→ **DESCRIPTION OF THE TASK**: Return every line of the material below that contains the string "windows".
---------- ENTRIES SUPPLIED ----------
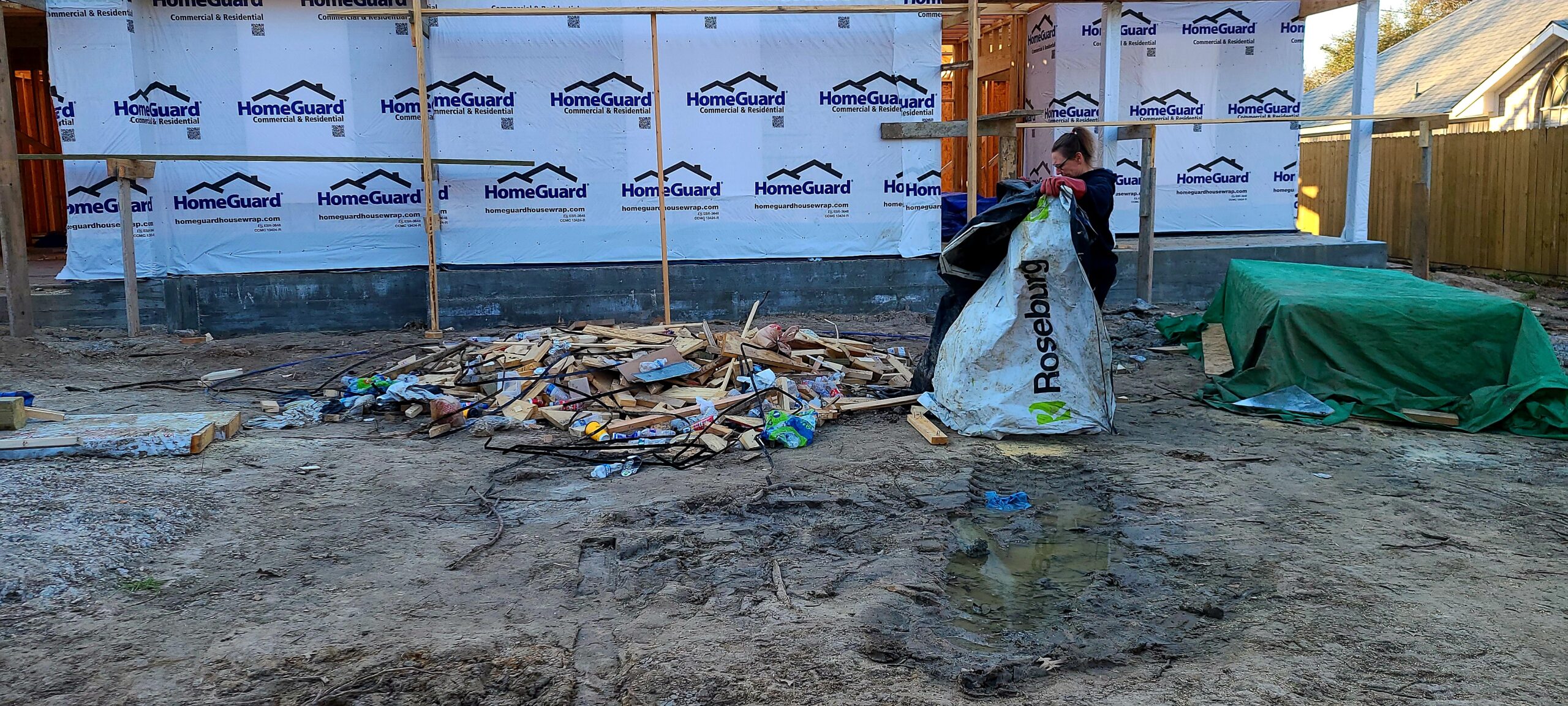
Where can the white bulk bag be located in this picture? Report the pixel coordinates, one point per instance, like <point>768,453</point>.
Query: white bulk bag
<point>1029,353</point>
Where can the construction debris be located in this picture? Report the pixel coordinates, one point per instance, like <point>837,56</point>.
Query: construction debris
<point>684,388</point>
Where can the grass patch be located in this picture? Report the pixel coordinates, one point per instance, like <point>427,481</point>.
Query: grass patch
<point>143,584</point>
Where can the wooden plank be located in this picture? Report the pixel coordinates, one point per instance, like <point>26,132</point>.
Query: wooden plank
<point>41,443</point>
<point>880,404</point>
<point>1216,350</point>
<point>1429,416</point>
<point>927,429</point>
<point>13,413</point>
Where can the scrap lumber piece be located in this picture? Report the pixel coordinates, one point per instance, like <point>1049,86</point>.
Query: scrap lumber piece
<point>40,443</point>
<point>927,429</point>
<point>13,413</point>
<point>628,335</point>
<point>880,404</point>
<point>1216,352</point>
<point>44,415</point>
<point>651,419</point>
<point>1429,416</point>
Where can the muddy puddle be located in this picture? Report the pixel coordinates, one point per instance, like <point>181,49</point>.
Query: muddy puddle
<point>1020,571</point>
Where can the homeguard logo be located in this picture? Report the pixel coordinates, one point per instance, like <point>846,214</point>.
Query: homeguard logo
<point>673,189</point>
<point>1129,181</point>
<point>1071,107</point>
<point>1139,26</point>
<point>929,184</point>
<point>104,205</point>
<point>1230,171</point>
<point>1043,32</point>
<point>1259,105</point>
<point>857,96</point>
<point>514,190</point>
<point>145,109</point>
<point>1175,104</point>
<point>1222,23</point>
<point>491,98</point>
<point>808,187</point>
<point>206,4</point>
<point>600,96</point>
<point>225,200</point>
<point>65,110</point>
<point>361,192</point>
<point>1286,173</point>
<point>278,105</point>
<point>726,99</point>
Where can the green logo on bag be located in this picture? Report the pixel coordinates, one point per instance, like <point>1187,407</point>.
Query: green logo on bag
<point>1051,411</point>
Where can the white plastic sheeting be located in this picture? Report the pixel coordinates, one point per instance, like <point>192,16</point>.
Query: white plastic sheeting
----------
---------- ENTRIES SUPPLIED ----------
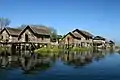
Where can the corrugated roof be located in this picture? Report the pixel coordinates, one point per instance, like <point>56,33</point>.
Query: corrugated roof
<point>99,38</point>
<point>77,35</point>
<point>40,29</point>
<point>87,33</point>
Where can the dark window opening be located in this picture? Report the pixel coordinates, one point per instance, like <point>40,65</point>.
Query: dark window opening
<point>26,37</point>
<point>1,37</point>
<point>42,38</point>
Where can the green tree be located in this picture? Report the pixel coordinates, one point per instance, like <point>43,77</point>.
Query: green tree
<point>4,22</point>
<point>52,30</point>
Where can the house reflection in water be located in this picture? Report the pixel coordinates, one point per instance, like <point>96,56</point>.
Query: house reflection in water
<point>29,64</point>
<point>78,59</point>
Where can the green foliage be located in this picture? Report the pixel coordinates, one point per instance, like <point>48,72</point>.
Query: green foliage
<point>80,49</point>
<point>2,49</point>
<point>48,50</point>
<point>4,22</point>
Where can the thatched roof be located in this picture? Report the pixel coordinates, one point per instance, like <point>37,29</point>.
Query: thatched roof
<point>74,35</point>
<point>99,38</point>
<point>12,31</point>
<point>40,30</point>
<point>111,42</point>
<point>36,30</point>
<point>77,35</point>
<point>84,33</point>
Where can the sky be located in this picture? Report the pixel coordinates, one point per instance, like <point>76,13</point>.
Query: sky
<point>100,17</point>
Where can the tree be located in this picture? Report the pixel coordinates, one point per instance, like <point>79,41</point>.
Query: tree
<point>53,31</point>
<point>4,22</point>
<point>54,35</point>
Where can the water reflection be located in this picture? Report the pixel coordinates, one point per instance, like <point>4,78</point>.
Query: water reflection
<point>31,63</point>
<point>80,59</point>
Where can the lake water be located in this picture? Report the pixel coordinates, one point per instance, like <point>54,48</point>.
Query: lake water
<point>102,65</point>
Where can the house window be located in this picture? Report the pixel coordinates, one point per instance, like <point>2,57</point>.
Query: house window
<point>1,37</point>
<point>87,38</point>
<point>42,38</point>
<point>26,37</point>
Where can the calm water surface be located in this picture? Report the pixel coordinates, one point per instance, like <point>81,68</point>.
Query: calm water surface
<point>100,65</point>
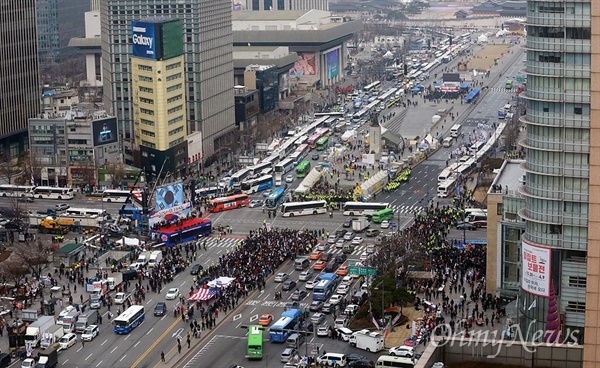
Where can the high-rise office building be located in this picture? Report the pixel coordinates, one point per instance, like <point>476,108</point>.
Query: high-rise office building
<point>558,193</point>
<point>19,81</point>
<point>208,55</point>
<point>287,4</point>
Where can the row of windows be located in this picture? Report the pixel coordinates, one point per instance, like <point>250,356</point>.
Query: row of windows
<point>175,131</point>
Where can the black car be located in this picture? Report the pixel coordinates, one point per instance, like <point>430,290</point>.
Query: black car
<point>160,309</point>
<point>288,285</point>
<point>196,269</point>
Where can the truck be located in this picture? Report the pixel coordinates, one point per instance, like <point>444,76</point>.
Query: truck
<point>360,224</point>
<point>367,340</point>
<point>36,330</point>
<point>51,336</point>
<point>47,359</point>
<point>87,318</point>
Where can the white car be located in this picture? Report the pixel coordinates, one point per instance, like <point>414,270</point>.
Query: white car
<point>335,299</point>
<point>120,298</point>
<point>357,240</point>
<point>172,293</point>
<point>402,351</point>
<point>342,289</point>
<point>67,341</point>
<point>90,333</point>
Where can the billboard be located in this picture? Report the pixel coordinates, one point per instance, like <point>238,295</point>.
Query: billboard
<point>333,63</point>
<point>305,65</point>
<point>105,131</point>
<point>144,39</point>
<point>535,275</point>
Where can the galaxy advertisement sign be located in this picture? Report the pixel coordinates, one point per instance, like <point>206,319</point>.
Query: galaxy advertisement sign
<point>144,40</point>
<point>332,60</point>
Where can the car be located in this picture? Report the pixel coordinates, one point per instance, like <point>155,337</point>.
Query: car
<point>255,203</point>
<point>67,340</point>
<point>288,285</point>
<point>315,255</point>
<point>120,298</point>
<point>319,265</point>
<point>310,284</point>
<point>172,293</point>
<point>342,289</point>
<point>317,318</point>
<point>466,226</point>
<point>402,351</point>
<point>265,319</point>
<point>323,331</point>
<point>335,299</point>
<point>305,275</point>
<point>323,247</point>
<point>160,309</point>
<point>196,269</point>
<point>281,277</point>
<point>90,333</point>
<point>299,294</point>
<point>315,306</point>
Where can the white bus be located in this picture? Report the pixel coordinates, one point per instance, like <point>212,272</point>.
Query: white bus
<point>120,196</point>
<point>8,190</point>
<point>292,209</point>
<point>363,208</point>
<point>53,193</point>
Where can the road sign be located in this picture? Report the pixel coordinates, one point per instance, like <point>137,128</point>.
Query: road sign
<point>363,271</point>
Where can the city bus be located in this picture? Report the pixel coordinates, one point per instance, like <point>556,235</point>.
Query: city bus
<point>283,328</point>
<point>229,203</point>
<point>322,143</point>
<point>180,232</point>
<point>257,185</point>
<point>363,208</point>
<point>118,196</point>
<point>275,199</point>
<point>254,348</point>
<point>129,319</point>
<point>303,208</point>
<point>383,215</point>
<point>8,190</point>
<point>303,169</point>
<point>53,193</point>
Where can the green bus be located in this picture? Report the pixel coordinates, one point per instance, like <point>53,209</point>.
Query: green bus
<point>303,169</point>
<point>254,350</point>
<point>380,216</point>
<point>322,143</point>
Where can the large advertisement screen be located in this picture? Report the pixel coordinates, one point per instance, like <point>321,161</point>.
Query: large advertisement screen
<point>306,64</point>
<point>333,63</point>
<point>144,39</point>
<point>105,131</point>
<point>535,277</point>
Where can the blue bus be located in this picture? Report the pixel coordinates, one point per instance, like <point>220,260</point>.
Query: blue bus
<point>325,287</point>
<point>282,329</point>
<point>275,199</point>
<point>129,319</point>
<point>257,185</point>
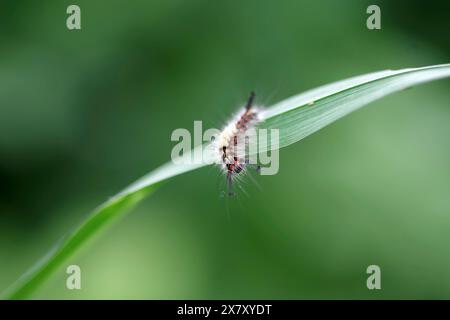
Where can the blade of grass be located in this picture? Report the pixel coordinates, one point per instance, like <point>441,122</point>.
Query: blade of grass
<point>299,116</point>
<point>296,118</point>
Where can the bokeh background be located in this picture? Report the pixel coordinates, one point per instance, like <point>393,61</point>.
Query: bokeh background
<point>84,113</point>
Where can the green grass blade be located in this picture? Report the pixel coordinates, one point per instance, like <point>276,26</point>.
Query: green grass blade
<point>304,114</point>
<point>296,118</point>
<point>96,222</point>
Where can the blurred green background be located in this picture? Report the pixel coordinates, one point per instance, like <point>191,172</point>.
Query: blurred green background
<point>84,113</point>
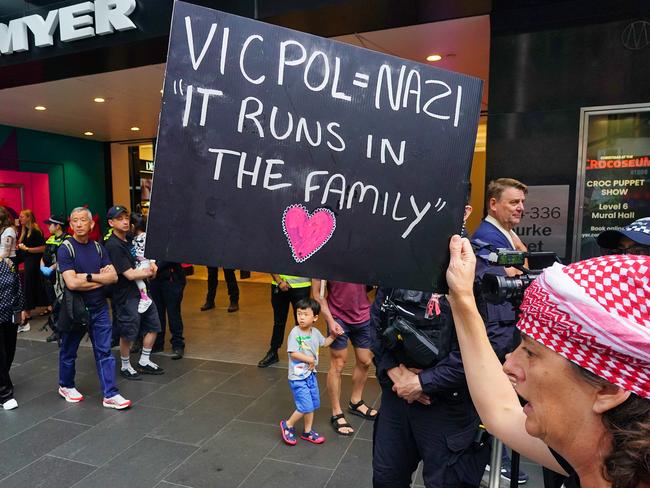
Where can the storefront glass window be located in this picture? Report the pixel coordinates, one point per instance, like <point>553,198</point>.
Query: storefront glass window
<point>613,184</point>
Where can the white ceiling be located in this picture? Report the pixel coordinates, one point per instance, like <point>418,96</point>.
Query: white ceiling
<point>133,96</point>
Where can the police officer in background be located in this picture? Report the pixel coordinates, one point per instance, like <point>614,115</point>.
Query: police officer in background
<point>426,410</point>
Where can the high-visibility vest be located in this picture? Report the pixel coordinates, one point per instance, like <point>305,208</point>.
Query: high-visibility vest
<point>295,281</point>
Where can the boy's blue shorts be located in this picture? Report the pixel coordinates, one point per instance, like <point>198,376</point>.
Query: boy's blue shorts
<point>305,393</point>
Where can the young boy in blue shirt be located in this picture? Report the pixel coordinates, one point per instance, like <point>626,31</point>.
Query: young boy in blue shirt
----------
→ **OUTPUT FOR THIS EXERCISE**:
Where can the row of windows be located in this picture? Report the pixel coordinates, one point per instance, like <point>250,356</point>.
Query: row of windows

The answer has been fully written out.